--- EXTRACTED MATERIAL ---

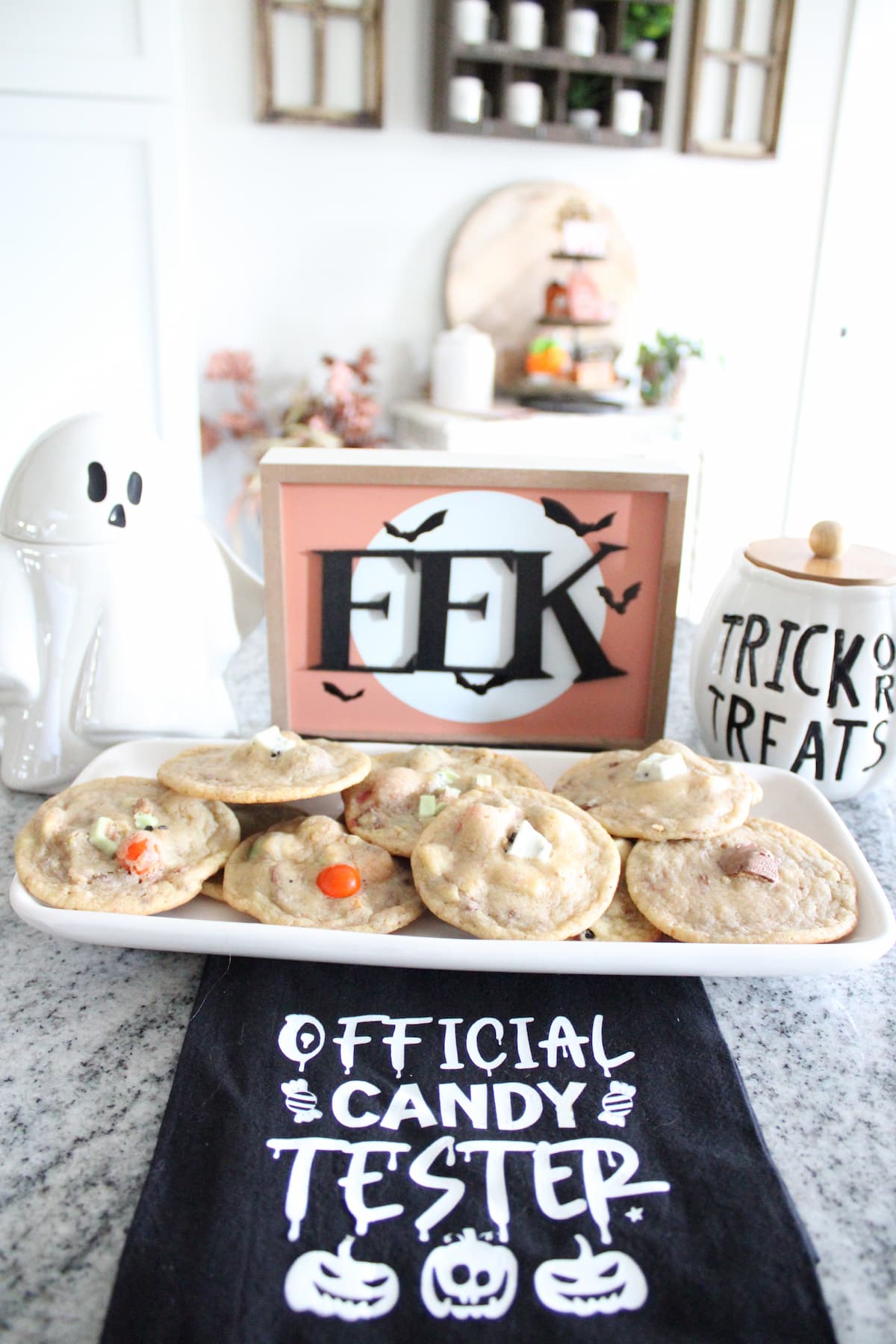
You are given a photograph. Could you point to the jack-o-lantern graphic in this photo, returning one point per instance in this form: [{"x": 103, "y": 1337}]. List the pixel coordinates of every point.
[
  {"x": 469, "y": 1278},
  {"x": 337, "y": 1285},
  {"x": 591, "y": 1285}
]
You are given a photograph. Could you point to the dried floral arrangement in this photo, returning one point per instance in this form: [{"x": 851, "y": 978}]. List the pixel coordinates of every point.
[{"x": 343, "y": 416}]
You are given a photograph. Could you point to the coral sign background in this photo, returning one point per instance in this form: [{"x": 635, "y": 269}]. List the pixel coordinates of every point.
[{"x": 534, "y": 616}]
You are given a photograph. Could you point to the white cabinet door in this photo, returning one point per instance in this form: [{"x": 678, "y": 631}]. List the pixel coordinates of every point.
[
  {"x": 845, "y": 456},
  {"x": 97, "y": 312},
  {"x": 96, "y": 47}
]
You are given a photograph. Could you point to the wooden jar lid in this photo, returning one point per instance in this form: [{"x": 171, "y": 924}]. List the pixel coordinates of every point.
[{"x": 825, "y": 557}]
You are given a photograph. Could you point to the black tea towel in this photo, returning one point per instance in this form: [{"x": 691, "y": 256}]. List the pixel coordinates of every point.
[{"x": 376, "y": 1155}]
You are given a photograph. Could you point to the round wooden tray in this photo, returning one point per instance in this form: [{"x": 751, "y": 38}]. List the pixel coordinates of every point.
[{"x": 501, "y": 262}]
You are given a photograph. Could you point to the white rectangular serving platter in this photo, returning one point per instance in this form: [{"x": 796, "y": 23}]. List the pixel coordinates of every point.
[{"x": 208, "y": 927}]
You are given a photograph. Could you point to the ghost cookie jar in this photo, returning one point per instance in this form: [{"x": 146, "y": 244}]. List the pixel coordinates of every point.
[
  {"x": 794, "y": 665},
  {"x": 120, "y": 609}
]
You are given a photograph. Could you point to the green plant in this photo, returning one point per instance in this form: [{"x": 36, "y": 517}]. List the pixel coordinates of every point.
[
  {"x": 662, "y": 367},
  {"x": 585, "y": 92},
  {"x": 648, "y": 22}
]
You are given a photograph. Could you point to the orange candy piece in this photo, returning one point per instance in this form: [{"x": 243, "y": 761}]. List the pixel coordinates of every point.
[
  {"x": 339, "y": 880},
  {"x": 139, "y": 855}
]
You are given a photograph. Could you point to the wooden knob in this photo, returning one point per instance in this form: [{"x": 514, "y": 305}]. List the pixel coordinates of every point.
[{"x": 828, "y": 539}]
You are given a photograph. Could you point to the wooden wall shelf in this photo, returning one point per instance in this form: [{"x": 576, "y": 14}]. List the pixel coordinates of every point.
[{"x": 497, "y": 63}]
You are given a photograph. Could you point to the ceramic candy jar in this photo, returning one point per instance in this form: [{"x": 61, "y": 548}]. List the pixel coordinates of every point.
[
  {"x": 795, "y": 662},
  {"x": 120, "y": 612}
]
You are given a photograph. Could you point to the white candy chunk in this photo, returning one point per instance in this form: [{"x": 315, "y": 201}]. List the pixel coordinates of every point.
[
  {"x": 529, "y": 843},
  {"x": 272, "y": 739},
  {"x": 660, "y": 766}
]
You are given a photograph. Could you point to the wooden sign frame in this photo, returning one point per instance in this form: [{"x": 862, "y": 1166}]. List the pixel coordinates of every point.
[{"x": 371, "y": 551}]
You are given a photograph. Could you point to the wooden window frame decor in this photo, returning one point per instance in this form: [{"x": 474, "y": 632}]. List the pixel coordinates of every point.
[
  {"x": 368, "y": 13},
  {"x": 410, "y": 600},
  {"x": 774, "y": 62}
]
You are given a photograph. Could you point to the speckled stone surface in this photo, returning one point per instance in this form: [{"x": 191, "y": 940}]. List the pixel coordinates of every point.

---
--- EXTRACTED MATERIAL ---

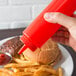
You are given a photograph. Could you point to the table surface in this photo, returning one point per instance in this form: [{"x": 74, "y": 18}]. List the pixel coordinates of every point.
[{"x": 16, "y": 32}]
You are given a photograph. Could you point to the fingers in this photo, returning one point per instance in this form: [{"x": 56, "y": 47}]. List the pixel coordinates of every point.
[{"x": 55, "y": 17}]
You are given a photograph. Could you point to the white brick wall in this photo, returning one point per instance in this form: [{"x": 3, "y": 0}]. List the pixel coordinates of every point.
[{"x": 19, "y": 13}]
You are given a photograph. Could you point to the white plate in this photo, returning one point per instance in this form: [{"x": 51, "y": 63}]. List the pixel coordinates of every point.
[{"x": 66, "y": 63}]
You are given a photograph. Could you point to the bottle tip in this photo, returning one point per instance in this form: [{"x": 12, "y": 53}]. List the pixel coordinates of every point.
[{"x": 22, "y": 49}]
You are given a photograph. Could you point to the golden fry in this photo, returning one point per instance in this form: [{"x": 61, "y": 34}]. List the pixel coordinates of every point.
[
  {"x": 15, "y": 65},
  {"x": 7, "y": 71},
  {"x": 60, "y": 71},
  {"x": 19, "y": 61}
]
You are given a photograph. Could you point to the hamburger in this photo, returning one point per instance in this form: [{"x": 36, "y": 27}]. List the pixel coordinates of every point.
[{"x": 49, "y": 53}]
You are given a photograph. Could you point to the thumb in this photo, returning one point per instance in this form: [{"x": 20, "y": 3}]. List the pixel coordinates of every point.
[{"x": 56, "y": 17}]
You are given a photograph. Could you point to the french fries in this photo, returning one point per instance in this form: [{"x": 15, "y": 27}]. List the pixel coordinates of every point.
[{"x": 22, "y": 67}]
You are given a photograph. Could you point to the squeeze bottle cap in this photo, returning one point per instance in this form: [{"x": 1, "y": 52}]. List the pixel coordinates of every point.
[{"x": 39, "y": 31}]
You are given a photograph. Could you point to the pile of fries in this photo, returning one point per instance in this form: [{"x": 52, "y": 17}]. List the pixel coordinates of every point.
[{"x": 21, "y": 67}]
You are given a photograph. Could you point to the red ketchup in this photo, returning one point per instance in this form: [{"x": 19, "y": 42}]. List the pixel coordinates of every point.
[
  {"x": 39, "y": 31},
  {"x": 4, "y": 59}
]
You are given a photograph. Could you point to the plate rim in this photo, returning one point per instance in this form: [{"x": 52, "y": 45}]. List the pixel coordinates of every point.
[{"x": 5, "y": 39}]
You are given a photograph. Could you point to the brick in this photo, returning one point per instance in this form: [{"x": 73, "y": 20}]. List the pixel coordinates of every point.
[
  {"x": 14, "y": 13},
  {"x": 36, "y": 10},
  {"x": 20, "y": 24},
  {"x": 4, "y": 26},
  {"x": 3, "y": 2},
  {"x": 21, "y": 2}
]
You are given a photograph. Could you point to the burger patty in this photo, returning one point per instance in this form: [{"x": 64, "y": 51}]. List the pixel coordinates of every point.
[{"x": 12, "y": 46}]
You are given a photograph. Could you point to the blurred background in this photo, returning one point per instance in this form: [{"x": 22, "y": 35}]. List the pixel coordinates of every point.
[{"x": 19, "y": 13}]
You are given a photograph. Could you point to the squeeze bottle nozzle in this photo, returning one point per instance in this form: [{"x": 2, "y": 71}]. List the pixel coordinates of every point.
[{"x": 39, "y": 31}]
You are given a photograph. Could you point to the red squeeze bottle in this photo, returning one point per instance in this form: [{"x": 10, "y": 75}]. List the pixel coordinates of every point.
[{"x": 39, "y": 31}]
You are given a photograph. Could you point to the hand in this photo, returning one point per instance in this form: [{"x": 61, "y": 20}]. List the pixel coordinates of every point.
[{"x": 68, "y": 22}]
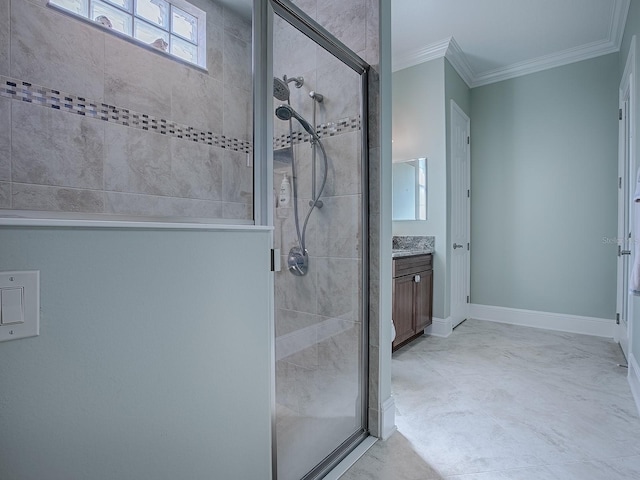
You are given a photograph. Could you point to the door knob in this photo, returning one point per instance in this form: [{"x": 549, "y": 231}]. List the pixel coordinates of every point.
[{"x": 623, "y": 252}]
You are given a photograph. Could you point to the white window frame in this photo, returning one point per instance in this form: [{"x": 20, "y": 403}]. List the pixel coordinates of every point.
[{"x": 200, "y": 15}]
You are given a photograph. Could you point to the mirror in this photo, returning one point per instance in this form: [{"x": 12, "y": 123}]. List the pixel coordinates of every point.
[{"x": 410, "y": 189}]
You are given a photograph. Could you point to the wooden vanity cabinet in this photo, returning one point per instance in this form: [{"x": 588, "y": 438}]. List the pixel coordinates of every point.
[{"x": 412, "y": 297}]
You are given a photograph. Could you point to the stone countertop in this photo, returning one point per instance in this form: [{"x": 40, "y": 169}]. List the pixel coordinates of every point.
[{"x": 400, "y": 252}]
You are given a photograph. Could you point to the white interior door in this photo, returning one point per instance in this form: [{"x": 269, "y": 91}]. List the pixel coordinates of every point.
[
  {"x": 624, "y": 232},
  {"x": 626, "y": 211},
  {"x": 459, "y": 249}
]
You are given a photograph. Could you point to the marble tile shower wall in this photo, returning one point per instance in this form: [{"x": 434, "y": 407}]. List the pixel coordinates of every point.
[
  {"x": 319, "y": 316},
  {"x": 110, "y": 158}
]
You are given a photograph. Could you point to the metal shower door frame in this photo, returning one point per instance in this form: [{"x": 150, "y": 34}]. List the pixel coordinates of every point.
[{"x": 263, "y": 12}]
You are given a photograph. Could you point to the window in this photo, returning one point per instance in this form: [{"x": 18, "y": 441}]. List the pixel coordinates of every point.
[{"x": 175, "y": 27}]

---
--- EXTRACTED MATERIAL ---

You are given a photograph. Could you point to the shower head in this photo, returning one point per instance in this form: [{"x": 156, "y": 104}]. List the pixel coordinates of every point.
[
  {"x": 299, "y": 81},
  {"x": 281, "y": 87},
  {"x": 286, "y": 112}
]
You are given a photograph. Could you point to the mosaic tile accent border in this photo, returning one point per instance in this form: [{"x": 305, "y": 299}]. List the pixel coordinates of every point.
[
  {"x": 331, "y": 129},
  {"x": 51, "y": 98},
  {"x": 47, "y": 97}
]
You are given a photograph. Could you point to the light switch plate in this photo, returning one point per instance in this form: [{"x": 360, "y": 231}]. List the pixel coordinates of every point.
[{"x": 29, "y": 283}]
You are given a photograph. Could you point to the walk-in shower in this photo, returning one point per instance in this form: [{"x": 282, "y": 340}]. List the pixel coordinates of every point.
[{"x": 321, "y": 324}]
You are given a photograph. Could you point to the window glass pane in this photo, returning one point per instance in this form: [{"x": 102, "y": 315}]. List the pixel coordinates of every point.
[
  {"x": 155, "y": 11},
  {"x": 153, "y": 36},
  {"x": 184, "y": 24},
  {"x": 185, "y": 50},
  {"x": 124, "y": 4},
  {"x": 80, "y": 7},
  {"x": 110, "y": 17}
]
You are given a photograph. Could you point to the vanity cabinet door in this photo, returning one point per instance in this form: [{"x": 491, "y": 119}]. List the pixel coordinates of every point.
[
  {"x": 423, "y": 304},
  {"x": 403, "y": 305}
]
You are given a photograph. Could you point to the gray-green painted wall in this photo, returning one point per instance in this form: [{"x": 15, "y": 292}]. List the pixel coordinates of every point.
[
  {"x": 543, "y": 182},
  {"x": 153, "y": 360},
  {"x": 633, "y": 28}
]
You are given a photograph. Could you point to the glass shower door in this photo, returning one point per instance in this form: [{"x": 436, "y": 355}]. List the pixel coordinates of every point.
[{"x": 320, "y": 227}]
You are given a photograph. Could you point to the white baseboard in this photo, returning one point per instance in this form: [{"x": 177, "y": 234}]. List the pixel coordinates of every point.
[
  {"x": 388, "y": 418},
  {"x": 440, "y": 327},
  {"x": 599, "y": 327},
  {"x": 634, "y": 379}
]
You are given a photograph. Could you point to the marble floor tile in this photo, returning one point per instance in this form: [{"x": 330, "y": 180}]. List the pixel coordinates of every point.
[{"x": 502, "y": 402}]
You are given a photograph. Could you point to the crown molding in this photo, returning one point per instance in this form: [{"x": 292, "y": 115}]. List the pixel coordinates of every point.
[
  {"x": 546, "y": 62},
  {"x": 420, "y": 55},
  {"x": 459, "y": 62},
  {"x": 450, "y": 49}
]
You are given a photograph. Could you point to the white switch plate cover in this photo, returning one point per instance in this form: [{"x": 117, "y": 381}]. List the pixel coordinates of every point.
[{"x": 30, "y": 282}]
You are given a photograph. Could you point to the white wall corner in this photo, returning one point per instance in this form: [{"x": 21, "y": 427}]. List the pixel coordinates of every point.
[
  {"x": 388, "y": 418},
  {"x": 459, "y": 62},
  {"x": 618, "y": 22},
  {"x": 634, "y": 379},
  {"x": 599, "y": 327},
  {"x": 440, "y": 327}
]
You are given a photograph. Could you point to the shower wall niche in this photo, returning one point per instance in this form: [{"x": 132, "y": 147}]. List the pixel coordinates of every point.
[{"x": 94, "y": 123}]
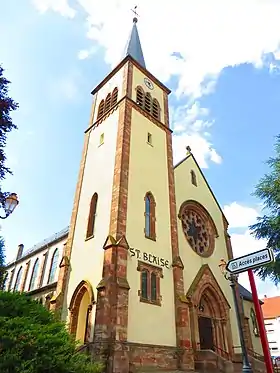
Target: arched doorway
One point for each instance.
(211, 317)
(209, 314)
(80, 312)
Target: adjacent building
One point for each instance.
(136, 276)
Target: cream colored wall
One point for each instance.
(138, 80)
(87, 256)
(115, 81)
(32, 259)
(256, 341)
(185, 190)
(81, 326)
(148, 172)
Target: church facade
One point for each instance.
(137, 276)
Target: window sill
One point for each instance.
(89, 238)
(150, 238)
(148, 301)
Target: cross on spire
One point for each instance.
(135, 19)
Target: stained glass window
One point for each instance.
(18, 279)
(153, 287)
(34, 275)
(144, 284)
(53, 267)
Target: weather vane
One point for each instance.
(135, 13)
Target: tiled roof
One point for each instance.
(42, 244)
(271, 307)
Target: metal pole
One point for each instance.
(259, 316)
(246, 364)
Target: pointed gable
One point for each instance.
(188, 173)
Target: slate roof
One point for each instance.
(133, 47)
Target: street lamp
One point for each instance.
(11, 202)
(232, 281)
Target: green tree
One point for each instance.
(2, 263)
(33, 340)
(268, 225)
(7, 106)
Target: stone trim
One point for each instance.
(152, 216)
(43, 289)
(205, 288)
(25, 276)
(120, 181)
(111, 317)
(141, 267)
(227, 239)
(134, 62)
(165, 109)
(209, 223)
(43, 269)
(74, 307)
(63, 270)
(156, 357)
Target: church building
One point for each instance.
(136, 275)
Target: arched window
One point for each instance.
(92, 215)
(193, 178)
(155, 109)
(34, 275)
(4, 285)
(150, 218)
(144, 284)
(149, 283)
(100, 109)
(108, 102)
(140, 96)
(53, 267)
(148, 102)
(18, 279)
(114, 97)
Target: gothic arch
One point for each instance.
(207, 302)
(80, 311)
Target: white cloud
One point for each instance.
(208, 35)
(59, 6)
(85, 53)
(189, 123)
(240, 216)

---

ASSIGNMENT: From the listing above, copy every line that includes the word "roof".

ANSWER SECTION:
Target: tiled roof
Target: slate roof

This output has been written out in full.